Work to complete:
When the word "metal" shows up in a line of the records below, copy that line.

Data to use:
——
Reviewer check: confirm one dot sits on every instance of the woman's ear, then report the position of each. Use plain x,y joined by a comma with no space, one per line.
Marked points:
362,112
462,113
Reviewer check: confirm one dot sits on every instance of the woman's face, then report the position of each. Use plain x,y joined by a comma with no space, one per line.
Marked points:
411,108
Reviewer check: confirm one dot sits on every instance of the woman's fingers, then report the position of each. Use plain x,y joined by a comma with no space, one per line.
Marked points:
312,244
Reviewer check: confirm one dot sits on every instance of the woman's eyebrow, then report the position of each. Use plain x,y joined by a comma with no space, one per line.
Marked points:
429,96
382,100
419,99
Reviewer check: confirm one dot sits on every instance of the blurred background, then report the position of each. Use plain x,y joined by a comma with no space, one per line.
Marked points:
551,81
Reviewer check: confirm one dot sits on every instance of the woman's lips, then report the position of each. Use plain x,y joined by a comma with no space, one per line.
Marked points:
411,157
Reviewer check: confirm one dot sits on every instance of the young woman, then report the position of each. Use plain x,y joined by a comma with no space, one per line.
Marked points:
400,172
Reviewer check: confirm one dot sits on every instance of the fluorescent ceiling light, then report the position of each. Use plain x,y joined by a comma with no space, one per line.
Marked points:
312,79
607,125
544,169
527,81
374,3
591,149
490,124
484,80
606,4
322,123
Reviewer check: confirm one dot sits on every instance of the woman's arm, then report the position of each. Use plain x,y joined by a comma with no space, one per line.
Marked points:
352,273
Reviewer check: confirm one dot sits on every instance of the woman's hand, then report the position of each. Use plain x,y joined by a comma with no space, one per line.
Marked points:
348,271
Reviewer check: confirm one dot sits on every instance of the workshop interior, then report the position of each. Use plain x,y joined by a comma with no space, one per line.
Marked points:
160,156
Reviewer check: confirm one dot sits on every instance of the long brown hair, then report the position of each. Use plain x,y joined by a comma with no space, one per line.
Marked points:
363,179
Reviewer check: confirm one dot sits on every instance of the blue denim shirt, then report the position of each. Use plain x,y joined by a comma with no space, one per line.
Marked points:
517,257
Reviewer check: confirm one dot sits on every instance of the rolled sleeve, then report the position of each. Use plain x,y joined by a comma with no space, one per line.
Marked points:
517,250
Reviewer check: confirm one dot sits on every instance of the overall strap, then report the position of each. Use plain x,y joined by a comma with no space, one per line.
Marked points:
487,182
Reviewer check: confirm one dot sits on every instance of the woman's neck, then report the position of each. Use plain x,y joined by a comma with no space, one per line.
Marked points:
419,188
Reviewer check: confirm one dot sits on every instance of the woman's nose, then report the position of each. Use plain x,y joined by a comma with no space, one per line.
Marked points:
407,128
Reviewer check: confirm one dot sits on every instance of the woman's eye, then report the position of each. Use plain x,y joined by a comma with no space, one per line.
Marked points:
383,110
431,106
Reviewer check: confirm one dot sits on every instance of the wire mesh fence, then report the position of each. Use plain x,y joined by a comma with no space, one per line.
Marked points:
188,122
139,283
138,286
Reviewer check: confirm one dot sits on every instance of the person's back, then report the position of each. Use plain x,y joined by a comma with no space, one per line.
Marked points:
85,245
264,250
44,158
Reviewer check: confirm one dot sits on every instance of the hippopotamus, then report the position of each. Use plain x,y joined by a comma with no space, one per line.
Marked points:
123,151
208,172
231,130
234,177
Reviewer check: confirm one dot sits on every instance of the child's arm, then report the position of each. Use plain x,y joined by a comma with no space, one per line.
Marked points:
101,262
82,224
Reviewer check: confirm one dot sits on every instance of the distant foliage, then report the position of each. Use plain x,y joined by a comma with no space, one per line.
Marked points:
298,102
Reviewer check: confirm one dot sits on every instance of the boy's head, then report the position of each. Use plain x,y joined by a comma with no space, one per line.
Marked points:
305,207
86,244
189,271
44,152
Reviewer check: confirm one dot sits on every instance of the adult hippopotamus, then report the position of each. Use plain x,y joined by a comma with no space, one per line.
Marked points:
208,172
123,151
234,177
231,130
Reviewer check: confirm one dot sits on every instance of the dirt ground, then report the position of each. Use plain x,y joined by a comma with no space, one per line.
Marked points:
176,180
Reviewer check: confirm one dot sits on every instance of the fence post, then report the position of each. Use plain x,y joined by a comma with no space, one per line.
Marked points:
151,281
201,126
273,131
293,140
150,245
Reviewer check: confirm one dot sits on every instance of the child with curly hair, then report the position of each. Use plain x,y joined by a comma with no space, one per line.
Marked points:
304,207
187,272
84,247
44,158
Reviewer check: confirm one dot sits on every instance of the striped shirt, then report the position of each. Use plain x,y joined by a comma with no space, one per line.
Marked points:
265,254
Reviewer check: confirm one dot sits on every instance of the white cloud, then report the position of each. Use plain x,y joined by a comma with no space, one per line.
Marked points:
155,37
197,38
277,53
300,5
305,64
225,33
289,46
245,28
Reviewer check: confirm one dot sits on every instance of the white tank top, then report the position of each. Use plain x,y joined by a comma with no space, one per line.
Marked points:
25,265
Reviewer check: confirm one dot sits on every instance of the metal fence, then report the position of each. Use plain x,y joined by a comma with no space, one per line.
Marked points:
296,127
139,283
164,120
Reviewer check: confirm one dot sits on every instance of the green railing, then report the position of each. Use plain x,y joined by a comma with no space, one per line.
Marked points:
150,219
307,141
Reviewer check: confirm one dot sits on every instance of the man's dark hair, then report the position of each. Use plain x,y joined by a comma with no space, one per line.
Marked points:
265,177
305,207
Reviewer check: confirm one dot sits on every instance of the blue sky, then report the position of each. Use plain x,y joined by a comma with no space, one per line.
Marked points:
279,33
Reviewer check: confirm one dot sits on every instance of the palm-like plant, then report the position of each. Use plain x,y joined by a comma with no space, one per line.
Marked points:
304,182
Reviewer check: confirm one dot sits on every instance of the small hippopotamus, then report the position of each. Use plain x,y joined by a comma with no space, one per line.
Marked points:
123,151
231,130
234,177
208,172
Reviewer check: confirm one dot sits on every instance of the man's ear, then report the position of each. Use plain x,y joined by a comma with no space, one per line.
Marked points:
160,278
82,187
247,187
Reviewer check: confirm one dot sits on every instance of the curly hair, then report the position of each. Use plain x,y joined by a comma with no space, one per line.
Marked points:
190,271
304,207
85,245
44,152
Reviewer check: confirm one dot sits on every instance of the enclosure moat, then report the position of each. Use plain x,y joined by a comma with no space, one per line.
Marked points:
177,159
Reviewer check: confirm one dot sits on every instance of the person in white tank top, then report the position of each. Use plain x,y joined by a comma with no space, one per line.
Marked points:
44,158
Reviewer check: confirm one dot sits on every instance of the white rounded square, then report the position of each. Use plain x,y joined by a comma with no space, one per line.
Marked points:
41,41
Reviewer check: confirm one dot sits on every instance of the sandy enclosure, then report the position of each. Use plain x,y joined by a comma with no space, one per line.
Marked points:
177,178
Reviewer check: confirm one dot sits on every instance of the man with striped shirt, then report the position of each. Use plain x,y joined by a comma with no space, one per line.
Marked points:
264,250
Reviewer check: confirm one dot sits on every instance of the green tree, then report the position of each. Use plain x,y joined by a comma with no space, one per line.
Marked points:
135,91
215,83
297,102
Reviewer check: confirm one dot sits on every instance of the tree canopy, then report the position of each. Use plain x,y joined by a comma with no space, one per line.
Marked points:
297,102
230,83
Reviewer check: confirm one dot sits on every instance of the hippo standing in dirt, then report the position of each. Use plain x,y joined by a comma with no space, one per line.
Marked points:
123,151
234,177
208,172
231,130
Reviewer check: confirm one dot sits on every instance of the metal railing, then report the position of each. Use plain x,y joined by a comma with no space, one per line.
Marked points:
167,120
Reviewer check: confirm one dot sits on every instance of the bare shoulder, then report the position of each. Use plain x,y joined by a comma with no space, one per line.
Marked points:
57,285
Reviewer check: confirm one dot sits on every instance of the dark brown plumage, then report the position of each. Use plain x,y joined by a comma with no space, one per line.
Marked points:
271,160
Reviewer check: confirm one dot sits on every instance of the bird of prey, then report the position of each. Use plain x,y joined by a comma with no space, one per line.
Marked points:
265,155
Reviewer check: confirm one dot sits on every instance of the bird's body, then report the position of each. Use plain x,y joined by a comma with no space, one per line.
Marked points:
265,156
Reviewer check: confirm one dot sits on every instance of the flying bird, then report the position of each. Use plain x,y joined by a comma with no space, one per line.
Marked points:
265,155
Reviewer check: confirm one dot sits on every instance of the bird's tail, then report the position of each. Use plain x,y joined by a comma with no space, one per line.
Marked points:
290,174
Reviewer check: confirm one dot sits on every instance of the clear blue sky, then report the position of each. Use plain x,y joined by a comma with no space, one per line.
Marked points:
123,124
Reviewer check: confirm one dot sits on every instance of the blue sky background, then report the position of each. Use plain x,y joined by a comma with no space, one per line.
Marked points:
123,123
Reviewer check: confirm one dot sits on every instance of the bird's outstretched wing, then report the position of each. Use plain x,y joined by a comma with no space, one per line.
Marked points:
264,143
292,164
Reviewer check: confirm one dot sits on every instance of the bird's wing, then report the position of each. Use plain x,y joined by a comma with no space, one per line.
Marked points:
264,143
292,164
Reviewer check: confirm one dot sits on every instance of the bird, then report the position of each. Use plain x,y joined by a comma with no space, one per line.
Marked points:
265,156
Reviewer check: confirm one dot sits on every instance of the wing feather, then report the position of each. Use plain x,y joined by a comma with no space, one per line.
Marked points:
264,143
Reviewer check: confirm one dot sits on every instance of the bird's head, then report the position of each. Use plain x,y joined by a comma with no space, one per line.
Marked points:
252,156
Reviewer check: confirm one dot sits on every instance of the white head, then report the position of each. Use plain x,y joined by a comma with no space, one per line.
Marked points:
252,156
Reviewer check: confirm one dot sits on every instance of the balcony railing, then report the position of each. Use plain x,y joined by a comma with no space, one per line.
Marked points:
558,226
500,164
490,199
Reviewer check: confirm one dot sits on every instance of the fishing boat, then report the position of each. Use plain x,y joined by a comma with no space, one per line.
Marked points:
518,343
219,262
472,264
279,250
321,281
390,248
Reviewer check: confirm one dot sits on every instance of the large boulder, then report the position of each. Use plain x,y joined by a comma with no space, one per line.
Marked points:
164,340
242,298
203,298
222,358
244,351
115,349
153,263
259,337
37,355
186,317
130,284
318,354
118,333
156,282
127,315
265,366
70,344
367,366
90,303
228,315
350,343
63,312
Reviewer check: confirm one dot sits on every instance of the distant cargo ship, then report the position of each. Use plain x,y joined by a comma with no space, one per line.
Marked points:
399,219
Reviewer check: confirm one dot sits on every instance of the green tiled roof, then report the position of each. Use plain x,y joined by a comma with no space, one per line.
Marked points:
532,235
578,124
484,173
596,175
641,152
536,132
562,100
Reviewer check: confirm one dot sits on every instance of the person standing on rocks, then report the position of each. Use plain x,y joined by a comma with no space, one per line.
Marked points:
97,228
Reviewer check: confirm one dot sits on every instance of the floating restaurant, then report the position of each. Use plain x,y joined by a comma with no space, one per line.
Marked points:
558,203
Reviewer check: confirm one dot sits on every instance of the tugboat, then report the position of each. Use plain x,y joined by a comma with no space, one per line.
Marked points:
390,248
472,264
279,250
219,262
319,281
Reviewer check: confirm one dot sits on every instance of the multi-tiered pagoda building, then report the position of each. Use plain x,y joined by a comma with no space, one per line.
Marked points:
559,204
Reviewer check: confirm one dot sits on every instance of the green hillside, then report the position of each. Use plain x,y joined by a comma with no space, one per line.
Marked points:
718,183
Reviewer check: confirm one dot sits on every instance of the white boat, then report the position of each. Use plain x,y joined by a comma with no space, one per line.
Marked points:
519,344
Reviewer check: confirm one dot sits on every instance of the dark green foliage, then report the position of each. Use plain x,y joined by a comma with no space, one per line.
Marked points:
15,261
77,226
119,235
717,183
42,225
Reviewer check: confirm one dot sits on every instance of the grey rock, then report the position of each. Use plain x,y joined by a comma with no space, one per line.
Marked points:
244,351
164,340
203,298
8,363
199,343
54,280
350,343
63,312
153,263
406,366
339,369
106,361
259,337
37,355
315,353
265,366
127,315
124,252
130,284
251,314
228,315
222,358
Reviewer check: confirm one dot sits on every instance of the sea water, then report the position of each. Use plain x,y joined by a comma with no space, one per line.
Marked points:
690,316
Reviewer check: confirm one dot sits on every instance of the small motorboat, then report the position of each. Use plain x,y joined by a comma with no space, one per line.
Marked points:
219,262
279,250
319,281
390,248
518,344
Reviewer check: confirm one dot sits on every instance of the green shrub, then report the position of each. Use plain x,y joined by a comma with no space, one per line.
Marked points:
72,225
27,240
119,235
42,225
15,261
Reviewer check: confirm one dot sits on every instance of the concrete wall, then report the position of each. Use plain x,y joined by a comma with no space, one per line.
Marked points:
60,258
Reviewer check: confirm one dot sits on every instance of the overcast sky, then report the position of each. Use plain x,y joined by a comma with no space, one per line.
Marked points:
——
Answer to this problem:
Reviewer check: confirm one dot sits on every instance of the metal fence, then report the position of each. Use plain x,y joined by a comma with no space, one per line.
Reviewer check: confirm one dot sits on every instance of the metal railing, then report the position of each. Use plain x,y joined by a comma with no space, one per line.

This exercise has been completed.